TASK INSTRUCTIONS> How many lines of the records below contain the string "hazy"? Matching is case-sensitive, so reply with the number only.

Dataset excerpts on object pointing:

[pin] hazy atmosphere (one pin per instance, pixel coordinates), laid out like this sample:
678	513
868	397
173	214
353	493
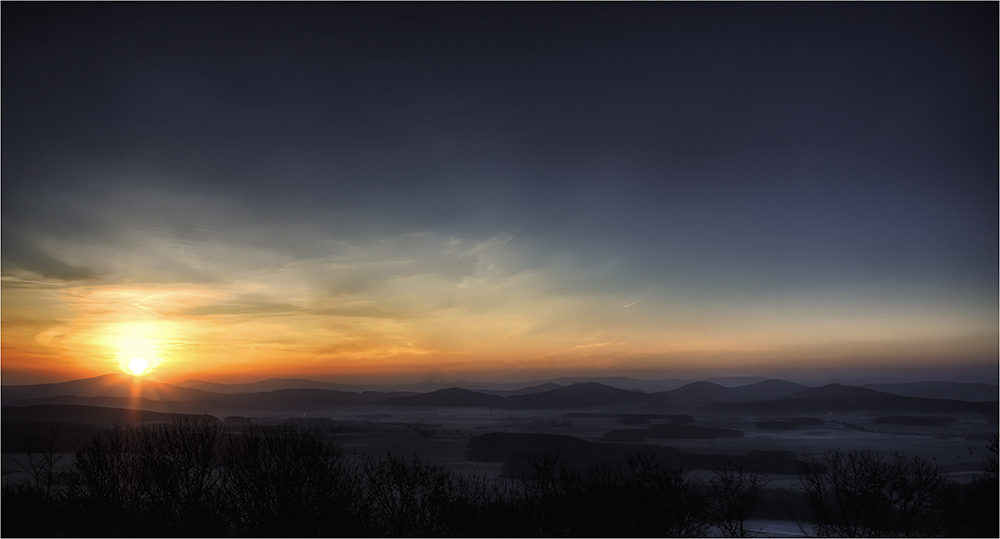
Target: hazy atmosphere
385	193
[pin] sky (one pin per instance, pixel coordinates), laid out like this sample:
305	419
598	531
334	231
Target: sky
409	192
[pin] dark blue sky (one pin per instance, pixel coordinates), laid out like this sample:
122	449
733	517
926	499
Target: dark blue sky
735	169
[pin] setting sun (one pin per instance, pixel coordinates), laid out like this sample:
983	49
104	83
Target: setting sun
137	365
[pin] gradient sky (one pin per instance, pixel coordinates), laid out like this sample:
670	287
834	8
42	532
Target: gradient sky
384	192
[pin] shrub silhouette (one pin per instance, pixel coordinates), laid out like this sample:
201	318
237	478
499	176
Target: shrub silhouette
733	493
200	477
287	481
864	494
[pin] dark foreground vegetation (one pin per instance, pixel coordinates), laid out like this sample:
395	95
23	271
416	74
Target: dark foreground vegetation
198	478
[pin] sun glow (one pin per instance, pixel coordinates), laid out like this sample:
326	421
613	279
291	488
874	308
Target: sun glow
137	365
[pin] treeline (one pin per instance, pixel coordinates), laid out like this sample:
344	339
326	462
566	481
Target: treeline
196	478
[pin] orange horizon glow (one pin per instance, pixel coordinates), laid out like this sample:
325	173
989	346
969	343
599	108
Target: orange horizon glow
274	324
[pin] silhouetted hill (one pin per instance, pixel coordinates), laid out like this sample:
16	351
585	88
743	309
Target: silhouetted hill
838	398
735	381
581	395
517	451
112	402
765	390
700	393
450	397
90	415
273	384
523	391
304	399
35	436
108	385
619	382
941	390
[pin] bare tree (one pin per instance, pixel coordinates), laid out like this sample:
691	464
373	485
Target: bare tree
864	494
734	492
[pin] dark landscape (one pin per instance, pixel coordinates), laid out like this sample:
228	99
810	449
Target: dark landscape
499	269
470	462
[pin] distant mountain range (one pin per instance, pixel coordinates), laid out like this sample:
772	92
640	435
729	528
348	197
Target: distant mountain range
770	396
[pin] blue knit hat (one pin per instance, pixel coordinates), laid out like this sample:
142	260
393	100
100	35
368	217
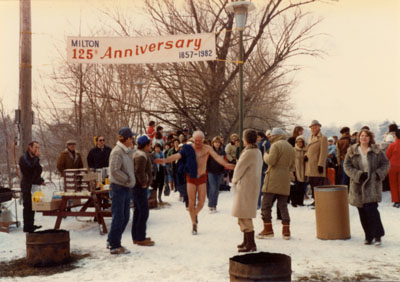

EXPECTED ANSWER> 2